Conversion rate is the percentage of visitors (or ad clicks) who take a desired action — filling a form, calling, purchasing, or booking. If 100 people click your ad and 3 fill the enquiry form, your conversion rate is 3%. Most Indian SME landing pages convert at 1–2% when they should be at 4–8% with proper optimisation. Doubling your conversion rate is mathematically equivalent to halving your CPC — but most founders focus only on the ad platform instead of fixing the page where the money is actually being left on the table.

Quality Score

Quality Score is Google's internal 1–10 rating for each keyword in your Google Ads account, based on expected CTR, ad relevance, and landing page experience. A higher Quality Score lowers your actual CPC — Google rewards relevant ads with discounted prices. A campaign with Quality Score 8 can beat a competitor bidding twice as much at Quality Score 4. This is why ad creative and landing page alignment matter as much as the bid itself.

Attribution

Attribution is the method for deciding which marketing touchpoint gets credit for a conversion. Last-click attribution gives 100% credit to the final ad clicked before purchase. First-click credits the first touchpoint. Data-driven attribution (the default in Google Ads and GA4) distributes credit across multiple touchpoints based on statistical modelling. Attribution model choice dramatically changes which campaigns look profitable — switching from last-click to data-driven often reveals that your SEO-assisted conversions are being undercounted.

Retargeting

Retargeting (also called remarketing) shows ads to people who have already visited your website or interacted with your brand. It is the highest-ROI ad format most small businesses underuse — someone who already visited your pricing page is 10× more likely to convert than a cold visitor. We layer retargeting on top of every Google Ads and Meta campaign we manage; it catches the 97% of visitors who didn't convert on their first visit.

Lookalike Audience

A lookalike audience is a targeting option (available on Meta, Google, LinkedIn) that finds new users who statistically resemble your existing customers or website visitors. You feed in a seed list — say, your last 500 customers — and the platform finds millions of similar profiles. Lookalikes are the fastest way to scale paid social beyond basic interest targeting. The quality of the seed list determines the quality of the lookalike; 500 real buyers beats 50,000 random email subscribers every time.

Performance Max (PMax)

Performance Max is Google's fully automated campaign type that runs across Search, Display, YouTube, Gmail, Discover, and Maps from a single campaign. You provide assets (headlines, images, videos, URLs) and Google's AI decides where, when, and to whom to show your ads. PMax works well for e-commerce and lead gen with strong conversion data, but it requires careful asset group structuring and audience signals — set it up wrong and the budget goes to low-intent brand queries. We manage PMax campaigns as part of our Google Ads service.

Demand Gen

Demand Gen is Google's visual-first ad format designed for mid-funnel awareness — it runs on YouTube, Gmail, and Discover. Unlike Performance Max, it gives you more control over placements and bidding strategy. Think of it as Google's answer to Meta's feed ads: visually rich, interest-targeted, designed to create demand before someone is actively searching. It is best used for brand building, product launches, and warming up retargeting audiences.

## Instructions
1. In the marketing glossary, what three things is Quality Score based on?
2. List every place that the marketing glossary says Performance Max runs across.
None of the records are needed for this work.

## Entries shown
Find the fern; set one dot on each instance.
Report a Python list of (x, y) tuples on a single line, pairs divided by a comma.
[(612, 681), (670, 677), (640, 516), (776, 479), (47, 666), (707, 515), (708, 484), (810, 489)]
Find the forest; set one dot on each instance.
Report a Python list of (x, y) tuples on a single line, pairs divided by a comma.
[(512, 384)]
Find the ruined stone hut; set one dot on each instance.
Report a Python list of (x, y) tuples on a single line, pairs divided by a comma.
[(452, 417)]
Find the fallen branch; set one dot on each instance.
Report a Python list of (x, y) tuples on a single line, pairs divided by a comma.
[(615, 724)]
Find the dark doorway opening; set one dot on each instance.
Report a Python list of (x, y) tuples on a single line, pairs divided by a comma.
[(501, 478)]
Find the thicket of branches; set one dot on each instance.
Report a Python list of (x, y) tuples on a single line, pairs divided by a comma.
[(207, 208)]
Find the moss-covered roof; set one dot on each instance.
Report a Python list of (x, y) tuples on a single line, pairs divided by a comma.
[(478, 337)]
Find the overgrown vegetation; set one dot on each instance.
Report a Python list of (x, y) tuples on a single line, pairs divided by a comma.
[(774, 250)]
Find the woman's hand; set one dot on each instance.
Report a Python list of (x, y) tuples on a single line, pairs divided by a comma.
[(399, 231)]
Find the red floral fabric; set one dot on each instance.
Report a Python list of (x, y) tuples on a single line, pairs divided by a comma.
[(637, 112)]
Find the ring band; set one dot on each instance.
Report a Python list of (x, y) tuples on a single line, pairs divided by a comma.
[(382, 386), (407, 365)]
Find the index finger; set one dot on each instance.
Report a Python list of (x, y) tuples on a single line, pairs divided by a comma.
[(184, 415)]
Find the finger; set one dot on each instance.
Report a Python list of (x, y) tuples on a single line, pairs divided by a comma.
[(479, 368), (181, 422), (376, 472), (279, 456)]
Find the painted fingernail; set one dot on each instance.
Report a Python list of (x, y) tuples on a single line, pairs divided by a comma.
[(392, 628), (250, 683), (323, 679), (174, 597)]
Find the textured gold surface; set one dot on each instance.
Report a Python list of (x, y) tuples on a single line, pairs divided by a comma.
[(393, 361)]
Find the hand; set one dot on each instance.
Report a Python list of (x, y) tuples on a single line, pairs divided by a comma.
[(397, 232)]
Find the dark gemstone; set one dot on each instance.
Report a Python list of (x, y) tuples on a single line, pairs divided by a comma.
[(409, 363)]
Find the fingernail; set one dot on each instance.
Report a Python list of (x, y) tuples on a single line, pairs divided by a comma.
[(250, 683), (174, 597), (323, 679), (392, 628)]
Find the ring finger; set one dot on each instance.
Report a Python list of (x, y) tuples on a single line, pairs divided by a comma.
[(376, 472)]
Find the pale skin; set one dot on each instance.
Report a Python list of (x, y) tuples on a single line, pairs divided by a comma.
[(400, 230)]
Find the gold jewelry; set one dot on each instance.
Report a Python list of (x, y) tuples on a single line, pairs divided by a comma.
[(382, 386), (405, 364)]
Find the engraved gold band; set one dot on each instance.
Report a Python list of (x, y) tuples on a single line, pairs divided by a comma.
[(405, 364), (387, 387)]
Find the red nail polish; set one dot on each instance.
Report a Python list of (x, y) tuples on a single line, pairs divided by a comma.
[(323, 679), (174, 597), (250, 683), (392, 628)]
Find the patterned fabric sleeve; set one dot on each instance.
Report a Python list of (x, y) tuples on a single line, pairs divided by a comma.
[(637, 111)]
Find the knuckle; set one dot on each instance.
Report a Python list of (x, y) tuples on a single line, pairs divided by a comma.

## Answers in order
1. Expected CTR, ad relevance, and landing page experience.

2. Search, Display, YouTube, Gmail, Discover, and Maps.